▶ _Exercise details_: In full and word for word, give the records again.

**** Provided information

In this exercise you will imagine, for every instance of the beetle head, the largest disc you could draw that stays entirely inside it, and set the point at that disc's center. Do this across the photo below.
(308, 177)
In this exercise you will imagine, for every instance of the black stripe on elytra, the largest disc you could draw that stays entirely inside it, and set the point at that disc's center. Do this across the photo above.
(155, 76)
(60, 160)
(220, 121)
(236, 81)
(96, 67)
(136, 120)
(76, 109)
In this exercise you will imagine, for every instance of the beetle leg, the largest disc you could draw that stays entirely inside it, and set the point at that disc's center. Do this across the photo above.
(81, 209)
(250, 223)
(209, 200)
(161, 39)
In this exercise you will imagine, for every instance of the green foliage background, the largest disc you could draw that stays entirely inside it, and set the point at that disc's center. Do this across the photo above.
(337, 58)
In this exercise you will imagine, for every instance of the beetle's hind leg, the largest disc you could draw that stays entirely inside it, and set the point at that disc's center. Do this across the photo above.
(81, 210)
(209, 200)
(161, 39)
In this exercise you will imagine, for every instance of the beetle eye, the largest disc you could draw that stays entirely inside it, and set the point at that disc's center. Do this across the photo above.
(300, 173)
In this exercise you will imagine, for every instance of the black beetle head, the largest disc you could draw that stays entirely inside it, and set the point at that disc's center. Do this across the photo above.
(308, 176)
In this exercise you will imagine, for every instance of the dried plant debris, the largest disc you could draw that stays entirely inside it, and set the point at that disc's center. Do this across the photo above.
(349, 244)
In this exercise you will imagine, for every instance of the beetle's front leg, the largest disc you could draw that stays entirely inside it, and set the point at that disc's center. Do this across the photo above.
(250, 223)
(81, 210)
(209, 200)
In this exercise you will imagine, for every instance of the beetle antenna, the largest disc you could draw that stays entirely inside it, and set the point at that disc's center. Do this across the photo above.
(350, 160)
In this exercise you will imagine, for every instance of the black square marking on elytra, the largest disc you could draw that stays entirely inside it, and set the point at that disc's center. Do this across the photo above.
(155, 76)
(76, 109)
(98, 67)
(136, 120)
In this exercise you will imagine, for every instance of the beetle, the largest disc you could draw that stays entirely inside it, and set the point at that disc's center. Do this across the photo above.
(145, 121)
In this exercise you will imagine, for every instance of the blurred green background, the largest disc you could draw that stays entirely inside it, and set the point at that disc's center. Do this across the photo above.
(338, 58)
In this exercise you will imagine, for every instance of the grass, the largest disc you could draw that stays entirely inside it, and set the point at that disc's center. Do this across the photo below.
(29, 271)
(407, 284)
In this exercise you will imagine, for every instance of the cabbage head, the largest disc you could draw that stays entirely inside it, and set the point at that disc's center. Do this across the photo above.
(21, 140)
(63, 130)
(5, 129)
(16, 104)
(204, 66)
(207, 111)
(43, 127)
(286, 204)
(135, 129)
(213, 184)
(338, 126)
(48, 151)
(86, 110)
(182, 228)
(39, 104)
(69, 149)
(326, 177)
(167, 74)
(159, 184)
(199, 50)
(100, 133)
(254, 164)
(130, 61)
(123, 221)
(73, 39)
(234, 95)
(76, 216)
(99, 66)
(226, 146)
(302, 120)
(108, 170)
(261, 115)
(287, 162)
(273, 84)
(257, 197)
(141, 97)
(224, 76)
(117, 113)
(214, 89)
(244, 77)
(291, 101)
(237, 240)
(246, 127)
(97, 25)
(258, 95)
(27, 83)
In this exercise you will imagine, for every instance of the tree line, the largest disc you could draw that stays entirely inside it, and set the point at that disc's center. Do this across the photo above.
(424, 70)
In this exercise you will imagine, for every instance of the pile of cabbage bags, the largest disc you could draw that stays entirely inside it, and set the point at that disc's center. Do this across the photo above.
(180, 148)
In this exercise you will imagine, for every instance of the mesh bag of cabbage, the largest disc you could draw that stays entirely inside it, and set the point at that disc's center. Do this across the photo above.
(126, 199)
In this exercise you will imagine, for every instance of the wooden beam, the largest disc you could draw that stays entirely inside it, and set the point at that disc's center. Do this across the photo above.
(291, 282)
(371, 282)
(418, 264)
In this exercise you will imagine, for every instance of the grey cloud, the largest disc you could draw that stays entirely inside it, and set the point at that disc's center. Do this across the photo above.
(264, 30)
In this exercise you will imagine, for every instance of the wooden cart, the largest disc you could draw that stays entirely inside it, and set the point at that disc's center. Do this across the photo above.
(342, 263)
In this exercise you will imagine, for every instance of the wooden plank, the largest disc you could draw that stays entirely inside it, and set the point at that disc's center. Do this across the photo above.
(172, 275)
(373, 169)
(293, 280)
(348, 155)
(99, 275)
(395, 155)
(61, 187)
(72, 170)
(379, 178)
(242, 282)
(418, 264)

********

▶ _Exercise solution_:
In this exercise you will imagine, for every instance of the beetle head, the largest disc you could draw that stays entirely inside it, and set the point at that disc's center. Do this across the photo below.
(308, 177)
In this exercise you will imagine, for every instance of the black stripe on elytra, the largest disc you could draw that stays entirely inside it, and set the point at that disc's center. Do this across the photo above.
(155, 76)
(60, 160)
(220, 121)
(236, 81)
(96, 67)
(136, 120)
(76, 109)
In this exercise you will imagine, for every instance of the beetle leg, the largest disc you could draw that stays entirely inside it, and set the point at that disc's center. Do this across the photo above.
(81, 209)
(250, 223)
(209, 200)
(161, 39)
In this exercise you will imagine, for every instance of the green foliage background, the largest disc you could draw that stays entirely inside it, and set the point at that disc's center. Do this across the photo above.
(337, 58)
In this exercise you will imagine, for every instance of the beetle's hind leg, the largest disc you could draw that stays entirely inside it, and set the point at that disc's center. Do this across the photo above.
(81, 210)
(209, 200)
(161, 39)
In this exercise you will imagine, for every instance of the beetle eye, the largest disc you could draw that stays entirely inside it, and set the point at that disc's center. Do this across the photo above.
(300, 173)
In this exercise you will imagine, for every instance of the black beetle head, the largest disc you could draw that stays entirely inside it, and set the point at that disc's center. Do this across the photo above.
(308, 176)
In this exercise you will imagine, for every instance of the dried plant debris, the largest disc you could draw that stays entirely inside it, and set the point at that disc's center. Do this across the photo above.
(349, 244)
In this exercise you will imagine, for every instance of the beetle's front leg, the largest disc you could draw that stays entirely inside it, and set the point at that disc's center. Do this across the photo above.
(250, 223)
(81, 210)
(209, 200)
In this exercise you will imagine, for every instance of the beetle antenna, the largest disc you could draw that stays entirely inside it, and set the point at that disc's center. Do this across the photo above.
(350, 160)
In this exercise you will imagine, for every instance of the black square marking on elytra, the largest disc you could draw that stays entirely inside it, and set the point at that disc's center. Do this across the photo above.
(155, 76)
(76, 109)
(98, 67)
(136, 120)
In this exercise you will imagine, for every instance of the beetle, the largest disc you could draw that stays entirely inside it, and set the point at that disc's center. Do this across the photo above.
(145, 121)
In this exercise you will imagine, for every instance of the blurred green background, the largest disc you could draw that stays entirely inside it, and set the point at that disc's center. Do this across the photo above.
(338, 58)
In this exercise you will imagine, for every instance of the grass, the largest disc you could draw that stays entirely inside it, and set the point at that disc's center. Do this across the photo below.
(29, 271)
(407, 284)
In this exercise you will imagine, for every instance of the cabbage head, the largest disc you could draw that stays entirely inside it, and set the point at that disc's center. Do this across the photo above.
(21, 140)
(63, 130)
(5, 129)
(16, 104)
(204, 66)
(207, 111)
(43, 127)
(286, 204)
(135, 129)
(213, 184)
(338, 126)
(48, 151)
(86, 110)
(182, 228)
(39, 104)
(69, 149)
(326, 177)
(167, 74)
(159, 184)
(199, 50)
(100, 133)
(254, 164)
(130, 61)
(123, 221)
(73, 39)
(234, 95)
(76, 216)
(99, 66)
(226, 146)
(302, 120)
(108, 170)
(261, 115)
(287, 162)
(273, 84)
(257, 197)
(141, 97)
(224, 76)
(117, 113)
(214, 89)
(244, 77)
(291, 101)
(237, 240)
(246, 127)
(97, 25)
(258, 95)
(27, 83)
In this exercise you will imagine, for every instance of the tree line, the largest disc you could draw that stays entirely inside it, and set the point at that disc's center. Do this across the photo above.
(424, 70)
In this exercise you will imagine, for every instance of the pile of cabbage bags, the largest disc you could draw that stays entirely inside it, and set the point at that disc's center. Do this across the photo above.
(180, 148)
In this exercise you will imagine, for every instance of the mesh bag of cabbage, the largest disc you could draw that stays entirely inside it, and set the point at that disc's center. Do this across the photo above.
(126, 199)
In this exercise you will imagine, for every instance of the wooden beam, the largest disc you could draw that stays entirely inside it, and set the point at that disc's center. Do this across the photo above.
(291, 282)
(371, 282)
(418, 264)
In this exercise you will imagine, for every instance of the grey cloud, the largest disc you could draw that stays entirely inside it, and set the point at that disc's center. Do this across the photo above.
(264, 30)
In this exercise you will imagine, for every instance of the wooden cart, the largest disc you could draw that stays entirely inside it, and set the point at that disc's center. Do this across the photo above.
(342, 263)
In this exercise you will imagine, for every instance of the wooden plank, the largest disc you could draw that stays entirely inside it, and set the point at that disc's center. Do this across the photo above.
(172, 275)
(373, 169)
(293, 280)
(348, 155)
(99, 275)
(395, 155)
(61, 187)
(72, 170)
(379, 178)
(242, 282)
(418, 264)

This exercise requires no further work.